ФРАГМЕНТ ТЕКСТА:
****
Новейший философский словарь. Постмодернизм., стр. 243

По мнению Бодрийяра, если страны Востока приведут в движение весь огромный запас свободы, который они удерживали, то тем самым лишится стабильности хрупкий метаболизм ценностей Запада, который желает свободы не как действия, но как виртуального согласованного взаимодействия, не как драмы, но как глобальной психологической драмы либерализма. Внезапная инъекция свободы, как реальный обмен, как грубая и активная трансцендентность, как идея, была бы целиком катастрофичной для нашей существующей в определенном температурном режиме формы распределения ценностей. Однако это как раз то, чего мы от них требуем: свобода или видимость свободы в обмен на материальные символы свободы. Получается поистине дьявольский договор, при котором одни рискуют потерять свою душу, другие — свой комфорт. Но, быть может, заключает Бодрийяр, “так даже лучше для обеих сторон”

Бодрийяр формулирует “теорему о проклятой стороне вещей” согласно которой “есть одно ужасающее последствие непрерывного созидания позитивного. Если негативное порождает кризис и критику, то позитивное, возвеличенное до уровня гиперболы, порождает катастрофу в силу невозможности выделить кризис и критику даже в гомеопатических дозах. Любая структура, которая преследует, изгоняет, заклинает свои негативные элементы, подвергается риску катастрофы... Все, что извергает из себя проклятую сторону своей сути, подписывает себе смертный приговор”

Как полагает Бодрийяр, всякое освобождение затрагивает в одинаковой степени и добро, и зло. Оно приносит свободу нравов и умов, но оно же дает волю преступлениям и катастрофам. “Освобождение права и наслаждения неотвратимо ведет к освобождению преступления; это очень хорошо понимал маркиз де Сад, чего ему так никогда и не простили” — завершает Бодрийяр.
****
(Данные разметки координат)
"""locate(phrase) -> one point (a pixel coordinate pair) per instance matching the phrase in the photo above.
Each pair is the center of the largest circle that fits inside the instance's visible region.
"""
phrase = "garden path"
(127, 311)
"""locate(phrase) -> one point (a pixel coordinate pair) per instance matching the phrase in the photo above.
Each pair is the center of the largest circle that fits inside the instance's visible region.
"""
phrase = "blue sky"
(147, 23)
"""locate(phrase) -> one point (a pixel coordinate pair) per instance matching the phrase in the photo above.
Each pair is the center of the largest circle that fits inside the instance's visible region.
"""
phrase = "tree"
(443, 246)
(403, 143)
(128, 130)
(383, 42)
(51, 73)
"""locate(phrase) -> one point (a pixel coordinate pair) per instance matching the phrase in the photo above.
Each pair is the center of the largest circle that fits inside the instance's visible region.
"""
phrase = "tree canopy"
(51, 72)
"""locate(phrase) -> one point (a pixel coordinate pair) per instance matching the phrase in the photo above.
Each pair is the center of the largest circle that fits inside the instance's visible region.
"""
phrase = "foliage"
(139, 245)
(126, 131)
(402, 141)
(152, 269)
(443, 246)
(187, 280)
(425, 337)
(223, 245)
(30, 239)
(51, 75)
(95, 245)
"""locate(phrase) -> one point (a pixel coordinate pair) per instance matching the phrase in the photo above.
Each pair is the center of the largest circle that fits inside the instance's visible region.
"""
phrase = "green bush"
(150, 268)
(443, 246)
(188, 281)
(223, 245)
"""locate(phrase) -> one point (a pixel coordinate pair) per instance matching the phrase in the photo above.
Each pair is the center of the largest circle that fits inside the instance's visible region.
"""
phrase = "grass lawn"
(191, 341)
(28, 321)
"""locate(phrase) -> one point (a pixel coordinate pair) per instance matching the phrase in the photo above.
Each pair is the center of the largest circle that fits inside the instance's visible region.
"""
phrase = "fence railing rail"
****
ЗАДАНИЯ:
a: Кто, по словам Бодрийяра во фрагменте о его взглядах, очень хорошо понимал, что освобождение права и наслаждения ведет к освобождению преступления?
b: Продолжите фрагмент о взглядах Бодрийяра, начав сразу после его последнего предложения.

ОТВЕТЫ К ЗАДАНИЯМ:
a: Маркиз де Сад.

b:
В целом в теории симулякров Бодрийяра “среда прозрачности” формируется как базовая характеристика гиперреальности, где эффект прозрачности достигается за счет того, что все становится сверхвидимым, приобретает избыток реальности в избыточной микродетализации и серийной репродукции. Прозрачность совращает, создавая ощущение непристойной близости. Формула прозрачности непристойна: “Все, что сокрыто, что еще наслаждается запретом, будет откопано, извлечено на свет, предано огласке и очевидности”

Другим аспектом прозрачности, по Бодрийяру, является имплозия — взаимное смешение и взаимопроникновение структур, категорий и ценностей. Таким образом, прозрачность оказывается у Бодрийяра дополнительной характеристикой социальной деконструкции.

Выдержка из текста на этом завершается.